- Born: 1943 (age 82–83)
- Citizenship: USA
- Education: Brandeis University
- Awards: I. Peter Gellman Award, 1981
- Scientific career
- Fields: Sociology, feminist studies, media studies
- Workplaces: University of Connecticut (1990-2011) Queens College, C.U.N.Y. (1972-1990)

= Gaye Tuchman =

American sociologist

Gaye Tuchman is an American sociologist. She is a professor emerita of sociology at the University of Connecticut. Tuchman is best known for her 1978 book, Making News: A Study in the Construction of Reality, about the sociology of news production. She is a past president of the Eastern Sociological Society.

==Early life and education==

Tuchman grew up in Passaic, New Jersey. She attended Passaic High School, where she was editor-in-chief of the school newspaper. She earned an undergraduate degree in English and American Literature from Brandeis University in 1964. She went on to earn master's (1967) and doctorate (1969) degrees in sociology, also from Brandeis. Her doctoral dissertation was titled News, the Newsman's Reality.

= = = = = = =

■ SHORT TASK A
According to the biography, what was the title of Tuchman's doctoral dissertation?
The rows below are separate material with no connection to the biography above.

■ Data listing
= = = = = = =

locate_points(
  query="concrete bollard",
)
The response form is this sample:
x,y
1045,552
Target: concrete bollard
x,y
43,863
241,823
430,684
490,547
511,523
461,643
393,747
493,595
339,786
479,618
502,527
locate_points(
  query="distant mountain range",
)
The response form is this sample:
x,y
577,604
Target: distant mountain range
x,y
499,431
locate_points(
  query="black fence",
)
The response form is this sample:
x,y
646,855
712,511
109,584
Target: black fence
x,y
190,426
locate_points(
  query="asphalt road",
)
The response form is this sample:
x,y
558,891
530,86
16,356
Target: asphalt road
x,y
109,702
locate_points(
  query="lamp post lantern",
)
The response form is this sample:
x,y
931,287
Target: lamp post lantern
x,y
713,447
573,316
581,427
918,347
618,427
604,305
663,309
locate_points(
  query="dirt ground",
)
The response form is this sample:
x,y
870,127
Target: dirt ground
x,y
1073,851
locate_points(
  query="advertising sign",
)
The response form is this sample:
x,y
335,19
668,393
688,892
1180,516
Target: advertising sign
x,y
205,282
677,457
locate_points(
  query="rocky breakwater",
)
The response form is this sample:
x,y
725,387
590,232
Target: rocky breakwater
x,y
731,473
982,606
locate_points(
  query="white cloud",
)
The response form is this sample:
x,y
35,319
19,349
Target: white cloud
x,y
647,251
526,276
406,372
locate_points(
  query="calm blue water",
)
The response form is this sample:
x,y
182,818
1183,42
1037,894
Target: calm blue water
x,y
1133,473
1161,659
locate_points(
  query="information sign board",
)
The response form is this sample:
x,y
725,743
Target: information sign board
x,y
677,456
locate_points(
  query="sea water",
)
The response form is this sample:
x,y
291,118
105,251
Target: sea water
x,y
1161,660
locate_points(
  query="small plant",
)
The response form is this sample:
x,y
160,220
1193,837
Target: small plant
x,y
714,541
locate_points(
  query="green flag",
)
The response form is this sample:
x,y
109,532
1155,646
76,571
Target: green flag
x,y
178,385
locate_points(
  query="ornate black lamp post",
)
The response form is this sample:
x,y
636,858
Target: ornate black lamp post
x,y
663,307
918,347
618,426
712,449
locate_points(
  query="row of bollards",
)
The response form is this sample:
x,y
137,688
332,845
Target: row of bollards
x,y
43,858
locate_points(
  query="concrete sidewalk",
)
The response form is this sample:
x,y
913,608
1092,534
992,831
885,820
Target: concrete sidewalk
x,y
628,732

= = = = = = =

■ SHORT TASK B
List every row that contains the word "concrete".

■ TASK OUTPUT A
News, the Newsman's Reality

■ TASK OUTPUT B
  query="concrete bollard",
Target: concrete bollard
  query="concrete sidewalk",
Target: concrete sidewalk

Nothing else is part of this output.